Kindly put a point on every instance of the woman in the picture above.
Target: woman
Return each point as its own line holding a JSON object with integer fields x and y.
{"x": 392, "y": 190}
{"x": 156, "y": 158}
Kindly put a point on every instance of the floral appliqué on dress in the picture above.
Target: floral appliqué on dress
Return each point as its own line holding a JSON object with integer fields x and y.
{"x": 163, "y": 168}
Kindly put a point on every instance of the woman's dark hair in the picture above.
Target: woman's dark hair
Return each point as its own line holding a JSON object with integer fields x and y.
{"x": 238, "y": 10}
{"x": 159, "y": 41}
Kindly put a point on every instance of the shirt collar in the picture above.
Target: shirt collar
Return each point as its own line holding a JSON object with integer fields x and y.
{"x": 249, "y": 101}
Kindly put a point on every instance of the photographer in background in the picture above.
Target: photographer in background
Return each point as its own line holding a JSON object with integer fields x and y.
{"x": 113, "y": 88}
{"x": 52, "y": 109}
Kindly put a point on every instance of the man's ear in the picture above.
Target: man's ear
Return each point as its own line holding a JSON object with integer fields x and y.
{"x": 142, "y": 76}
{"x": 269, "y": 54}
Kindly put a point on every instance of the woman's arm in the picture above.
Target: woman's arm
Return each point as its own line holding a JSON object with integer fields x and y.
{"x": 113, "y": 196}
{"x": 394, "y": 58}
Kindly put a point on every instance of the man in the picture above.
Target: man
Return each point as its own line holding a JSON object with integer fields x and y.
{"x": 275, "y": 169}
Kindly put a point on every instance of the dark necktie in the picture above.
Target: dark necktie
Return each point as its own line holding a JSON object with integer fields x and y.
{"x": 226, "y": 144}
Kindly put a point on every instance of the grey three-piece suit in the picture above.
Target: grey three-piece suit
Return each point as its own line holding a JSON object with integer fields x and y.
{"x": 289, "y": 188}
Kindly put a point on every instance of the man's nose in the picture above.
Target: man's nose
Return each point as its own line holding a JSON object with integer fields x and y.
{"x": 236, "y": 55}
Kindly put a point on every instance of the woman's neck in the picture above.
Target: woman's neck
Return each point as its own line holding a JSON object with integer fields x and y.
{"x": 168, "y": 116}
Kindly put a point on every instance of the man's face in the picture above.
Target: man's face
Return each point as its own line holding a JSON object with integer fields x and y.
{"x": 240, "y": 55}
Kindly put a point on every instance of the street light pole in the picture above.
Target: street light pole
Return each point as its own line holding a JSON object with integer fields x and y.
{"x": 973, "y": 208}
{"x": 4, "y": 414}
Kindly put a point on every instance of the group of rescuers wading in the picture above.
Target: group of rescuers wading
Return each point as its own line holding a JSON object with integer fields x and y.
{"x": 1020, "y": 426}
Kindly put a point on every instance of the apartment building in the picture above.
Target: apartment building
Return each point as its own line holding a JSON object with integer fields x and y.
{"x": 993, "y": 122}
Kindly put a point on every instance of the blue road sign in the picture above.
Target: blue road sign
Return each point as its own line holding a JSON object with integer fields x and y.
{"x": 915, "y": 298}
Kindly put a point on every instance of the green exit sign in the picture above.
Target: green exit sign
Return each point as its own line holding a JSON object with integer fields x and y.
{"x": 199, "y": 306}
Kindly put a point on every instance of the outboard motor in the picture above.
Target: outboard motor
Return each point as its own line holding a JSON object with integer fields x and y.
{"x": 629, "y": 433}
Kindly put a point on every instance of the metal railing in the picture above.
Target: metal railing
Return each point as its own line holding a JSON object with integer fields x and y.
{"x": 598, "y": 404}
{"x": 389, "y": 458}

• _WHAT NEEDS TO BE DONE_
Send back each record exactly as it stands.

• _SOLUTION TO THE PROBLEM_
Kindly put a point on every instance of the woman in the picture above.
Target: woman
Return each point as its own line holding a JSON object with integer fields x and y.
{"x": 392, "y": 190}
{"x": 156, "y": 158}
Kindly put a point on every instance of the floral appliqué on dress in the picture above.
Target: floral appliqué on dress
Return each point as its own line holding a JSON object with integer fields x and y.
{"x": 163, "y": 168}
Kindly put a point on every instance of the woman's dark hair in the picture above.
Target: woman's dark hair
Return each point as its own line holding a JSON object with integer fields x and y.
{"x": 238, "y": 10}
{"x": 159, "y": 41}
Kindly put a point on every instance of the shirt collar in the picture above.
Target: shirt collar
Return each point as its own line holding a JSON object with integer fields x and y.
{"x": 249, "y": 101}
Kindly put a point on every instance of the photographer in background in the picture above.
Target: photographer in background
Return each point as its own line holding a JSON object with integer fields x and y.
{"x": 113, "y": 88}
{"x": 52, "y": 109}
Kindly put a point on every instance of the man's ear in the picture above.
Target: man's ear
Return each point as its own line holding a JSON object with integer fields x and y.
{"x": 142, "y": 76}
{"x": 269, "y": 54}
Kindly put a point on every instance of the woman's arm in the picture above.
Target: woman's arm
Return each point as its own line holding a JSON object with integer fields x and y.
{"x": 113, "y": 196}
{"x": 394, "y": 58}
Kindly put a point on every instance of the man in the picture above.
Target: man
Return each point as its own line holding a JSON object with integer fields x and y.
{"x": 275, "y": 169}
Kindly put a point on every instance of the dark necktie in the picture above.
Target: dark necktie
Return each point as its own line holding a JSON object with integer fields x and y.
{"x": 226, "y": 144}
Kindly put a point on every instance of the grey three-piece suit in the picture above.
Target: grey three-piece suit
Return each point as its own line holding a JSON object with integer fields x and y.
{"x": 289, "y": 188}
Kindly put a point on every instance of the man's nose in the picture above.
Target: man's nose
Return each point as its own line holding a JSON object with integer fields x and y.
{"x": 236, "y": 55}
Kindly put a point on every instance of the woman's neck in the picture above.
Target: woman's neck
Return each point as its own line holding a JSON object with integer fields x and y.
{"x": 168, "y": 116}
Kindly put a point on every instance of the man's face in the picture above.
Target: man's face
Return each point as its own line holding a JSON object with integer fields x and y.
{"x": 240, "y": 55}
Kindly put a point on every instance of the street light pole in the picture above.
Target: street light pole
Return each point as its own line holding a JSON object with integer fields x and y.
{"x": 973, "y": 208}
{"x": 4, "y": 414}
Kindly put a point on every instance of the group of rescuers wading in the picture above.
Target: group of rescuers wading
Return each point as its own line holding a JSON object with integer fields x and y.
{"x": 1020, "y": 426}
Kindly put a point on every instance of the apartment building in the picture above.
Target: apartment building
Return each point as its own line holding a JSON object with integer fields x and y.
{"x": 993, "y": 122}
Kindly put a point on every instance of the blue road sign in the picture above.
Target: blue road sign
Return each point as its own line holding a JSON object with integer fields x and y.
{"x": 915, "y": 298}
Kindly put a point on every instance of the green exit sign in the picture above.
Target: green exit sign
Return each point as its own line holding a JSON object with integer fields x and y.
{"x": 199, "y": 306}
Kindly put a point on every instance of the outboard motor in the picture above.
Target: outboard motor
Return each point as its own line holding a JSON object with integer fields x and y.
{"x": 629, "y": 433}
Kindly put a point on every instance of the metal railing in the picture above.
Target: metal railing
Return each point as its own line holding a JSON object with integer fields x and y.
{"x": 598, "y": 404}
{"x": 389, "y": 458}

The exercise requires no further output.